Copy out all of the material below verbatim, line for line, omitting the pictures.

■ Supplied entries ■
>> begin
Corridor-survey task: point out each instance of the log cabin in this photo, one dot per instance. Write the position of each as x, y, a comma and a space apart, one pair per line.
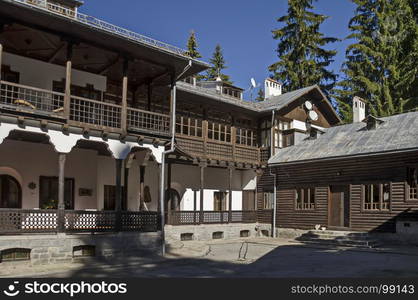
88, 111
360, 176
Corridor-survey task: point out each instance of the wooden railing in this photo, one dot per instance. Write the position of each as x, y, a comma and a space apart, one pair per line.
83, 112
211, 217
217, 142
17, 221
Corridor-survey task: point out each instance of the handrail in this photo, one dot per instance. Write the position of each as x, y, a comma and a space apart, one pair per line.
31, 88
100, 24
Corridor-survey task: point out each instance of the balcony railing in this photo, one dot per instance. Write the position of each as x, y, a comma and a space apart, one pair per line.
19, 221
211, 217
83, 112
100, 24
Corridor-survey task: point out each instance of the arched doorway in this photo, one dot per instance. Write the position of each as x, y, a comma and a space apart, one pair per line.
10, 192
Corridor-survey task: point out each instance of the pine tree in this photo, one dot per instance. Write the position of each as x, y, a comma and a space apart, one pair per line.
381, 65
260, 95
218, 64
192, 46
302, 59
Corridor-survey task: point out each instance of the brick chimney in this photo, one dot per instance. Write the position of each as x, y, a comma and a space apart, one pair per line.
359, 109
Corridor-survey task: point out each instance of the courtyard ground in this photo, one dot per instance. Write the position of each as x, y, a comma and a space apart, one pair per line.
265, 257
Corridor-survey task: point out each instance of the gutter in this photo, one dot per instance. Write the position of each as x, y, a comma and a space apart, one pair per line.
171, 150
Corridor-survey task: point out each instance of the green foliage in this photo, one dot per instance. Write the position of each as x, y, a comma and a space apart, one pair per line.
381, 64
218, 64
192, 46
303, 61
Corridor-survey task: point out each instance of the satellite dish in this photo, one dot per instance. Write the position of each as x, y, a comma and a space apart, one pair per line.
253, 83
308, 105
313, 115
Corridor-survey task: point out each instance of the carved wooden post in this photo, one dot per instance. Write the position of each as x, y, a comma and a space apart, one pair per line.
202, 186
230, 170
124, 114
118, 196
61, 192
67, 96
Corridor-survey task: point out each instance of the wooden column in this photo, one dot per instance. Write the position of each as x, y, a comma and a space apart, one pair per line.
124, 114
230, 170
118, 196
61, 191
67, 96
141, 187
202, 186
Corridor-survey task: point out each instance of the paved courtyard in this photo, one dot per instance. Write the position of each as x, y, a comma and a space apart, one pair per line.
250, 258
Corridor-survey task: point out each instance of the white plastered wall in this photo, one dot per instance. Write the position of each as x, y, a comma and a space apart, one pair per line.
89, 170
29, 70
186, 180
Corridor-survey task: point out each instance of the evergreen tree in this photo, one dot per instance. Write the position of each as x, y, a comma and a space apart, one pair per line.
302, 59
218, 64
381, 64
192, 46
260, 95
>> end
■ Final result ■
Corridor-survey task: point out each instance of the log cabin in this photo, one dot per instance. Write the position of each as x, y, a comma and a space apart, one pair per line.
88, 111
360, 176
Corridor-survey task: point out each instance of the wooden railing in this photo, one dot per instance. Write the position of each as x, y, a comma and a space apart, one pair per line.
83, 112
211, 217
217, 142
17, 221
Corridor-survey task: point out each instance of the handrail in this photo, one dot per instance. Write the position of each as x, y, a comma and a space apart, one pair per line.
31, 88
100, 24
Corridor-survey task: point out each instance of the balcony railing in this photo, one dot per instance. Write the position of each as x, y, a comma and a space apart, one pair per line.
19, 221
211, 217
83, 112
100, 24
Corridor-survey task: point out each instance of the arched doorway in this photo, one dot per instance. Write the position of each as x, y, a comma and a space apart, one pair per line.
10, 192
Corridor-survey task: point out each instance of the pine tree in this photo, one dot per instance. Write the position of each as x, y, a comma and a space apart, one pair per line.
381, 65
260, 95
218, 64
192, 46
302, 59
Corridor-survey task: point out each instance of the brick chimney in this photo, one dot per instance. Write the position of each as x, y, a comma and a space apart, one pair per line.
359, 109
Corridor-survey task: point out each instance of the courtyard ground in this photo, one dot per instance. Write the position of each as x, y, a comma and a space apart, one pair per line.
265, 257
Corridor-survey task: point out each instance of the gutter in this photo, one dot per instance. Write the position of each as x, y, a comma and a space apart, one pair per line.
171, 150
Corridor-survey task: point out each instance of the green foliage in this photo, one dot per instance. Write the position of each as x, y, a comma and a space apart, one pair per line.
381, 64
218, 64
192, 46
303, 61
Corridor-survey task: point out each instance of the satellite dish in this photo, one dot per instance. Write the position of each as x, y, a comma and a space apart, one pair per line.
253, 83
308, 105
313, 115
Corridor-survey task: point out each instance of the carved wooden post in this photo, one dot per instance. Write the position of each as x, y, a comma and a space apart, one pair per line.
202, 186
230, 170
124, 114
118, 196
61, 192
67, 96
Corridor-survey task: point out each instance of the wooden column in this photo, one dot per instance. Write the position of each as x, y, a comma and a space apart, one pair per line.
124, 114
230, 170
118, 196
61, 191
67, 96
141, 187
202, 186
Corridor-survey task: point out each instance of the paved courtyard in this photo, one dot per instance. Write the position of each as x, y, a comma and a space apart, one pair per line.
250, 258
Corridor-survey task: point out each instance of the white plastered wall in this photo, one dot per instance. Write the position of each as x, y, a comma and a space apart, one pair per line.
89, 170
29, 70
186, 180
Corridor-survey task: point out each instance of the evergreen tree in this photo, one dot per instance. Write the position of each as x, y, a comma and a space apart, one pair per line.
302, 59
218, 64
381, 64
192, 46
260, 95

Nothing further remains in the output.